Passage:
---
In June 2006, Bahrain was elected head of the United Nations General Assembly, and used the honour to appoint Haya bint Rashid Al Khalifa as the Assembly's president, making her the first Middle East woman and only the third woman in history to take over the post. Sheikha Haya is a leading Bahraini lawyer and women's rights advocate who took over the post at a time of change for the world body. UN Secretary General Kofi Annan said of her, "I met her yesterday and I found her quite impressive. All the member states are determined to work with her and to support her, and I think she's going to bring a new dimension to the work here." The move follows a series of appointments of women to high-profile positions in the Kingdom (see Women's political rights in Bahrain for further details).

During the Persian Gulf War in 1990–91, Bahrain was part of the coalition that fought to liberate Kuwait. Bahraini, RAF, and USAF pilots flew air strikes in Iraq from the Sheik Isa Air Base, while coalition navies operated out of Manama, the capital. Bahrain was hit by Scud missiles fired from Iraq. A number of Bahraini students studying in Iraq and Kuwait at the outbreak of hostilities went missing and are presumed the victims of Saddam Hussein's secret police.
---
Data supplied:

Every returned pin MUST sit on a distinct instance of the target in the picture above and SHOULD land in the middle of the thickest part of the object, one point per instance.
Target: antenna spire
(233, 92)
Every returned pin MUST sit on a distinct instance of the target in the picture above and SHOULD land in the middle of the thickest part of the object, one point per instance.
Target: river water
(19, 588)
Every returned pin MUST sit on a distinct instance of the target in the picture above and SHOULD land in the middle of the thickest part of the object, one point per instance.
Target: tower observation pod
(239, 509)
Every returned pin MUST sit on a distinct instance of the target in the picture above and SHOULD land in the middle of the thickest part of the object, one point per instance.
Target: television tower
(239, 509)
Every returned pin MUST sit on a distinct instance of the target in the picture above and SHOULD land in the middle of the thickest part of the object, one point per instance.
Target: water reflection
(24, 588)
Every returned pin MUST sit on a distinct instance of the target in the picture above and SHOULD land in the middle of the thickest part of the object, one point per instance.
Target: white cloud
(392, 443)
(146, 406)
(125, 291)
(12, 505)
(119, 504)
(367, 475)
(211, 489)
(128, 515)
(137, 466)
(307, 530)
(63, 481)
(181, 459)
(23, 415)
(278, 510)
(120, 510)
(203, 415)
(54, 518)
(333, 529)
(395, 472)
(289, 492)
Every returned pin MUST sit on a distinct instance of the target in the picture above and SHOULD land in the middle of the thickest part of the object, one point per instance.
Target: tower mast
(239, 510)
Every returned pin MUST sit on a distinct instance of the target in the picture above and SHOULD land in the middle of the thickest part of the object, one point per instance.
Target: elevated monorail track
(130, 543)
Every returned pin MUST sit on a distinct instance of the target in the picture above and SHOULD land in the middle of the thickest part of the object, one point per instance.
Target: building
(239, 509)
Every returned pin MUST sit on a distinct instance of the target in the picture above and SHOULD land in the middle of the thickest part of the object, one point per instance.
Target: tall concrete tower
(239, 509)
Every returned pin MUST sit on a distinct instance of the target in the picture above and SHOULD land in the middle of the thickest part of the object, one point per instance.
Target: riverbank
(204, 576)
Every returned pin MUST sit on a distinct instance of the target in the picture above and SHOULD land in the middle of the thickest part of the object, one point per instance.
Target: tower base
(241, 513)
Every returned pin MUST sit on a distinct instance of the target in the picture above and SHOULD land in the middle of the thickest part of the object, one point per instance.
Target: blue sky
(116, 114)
---
Tasks:
1. Sum up the passage on Bahrain in two sentences.
2. Translate this sentence from the passage on Bahrain into Spanish: "Bahrain was hit by Scud missiles fired from Iraq."
3. Please copy out everything in the passage on Bahrain from "During the Persian" down to "Hussein's secret police.".

Results of the tasks:
1. In June 2006, Bahrain was elected head of the UN General Assembly and appointed Haya bint Rashid Al Khalifa, a leading Bahraini lawyer and women's rights advocate, as the Assembly's president, making her the first Middle East woman and only the third woman to hold the post. During the 1990–91 Persian Gulf War, Bahrain was part of the coalition that fought to liberate Kuwait, hosted air strikes and naval operations, was hit by Scud missiles fired from Iraq, and saw a number of its students in Iraq and Kuwait go missing, presumed victims of Saddam Hussein's secret police.

2. Bahréin fue alcanzado por misiles Scud lanzados desde Irak.

3.
During the Persian Gulf War in 1990–91, Bahrain was part of the coalition that fought to liberate Kuwait. Bahraini, RAF, and USAF pilots flew air strikes in Iraq from the Sheik Isa Air Base, while coalition navies operated out of Manama, the capital. Bahrain was hit by Scud missiles fired from Iraq. A number of Bahraini students studying in Iraq and Kuwait at the outbreak of hostilities went missing and are presumed the victims of Saddam Hussein's secret police.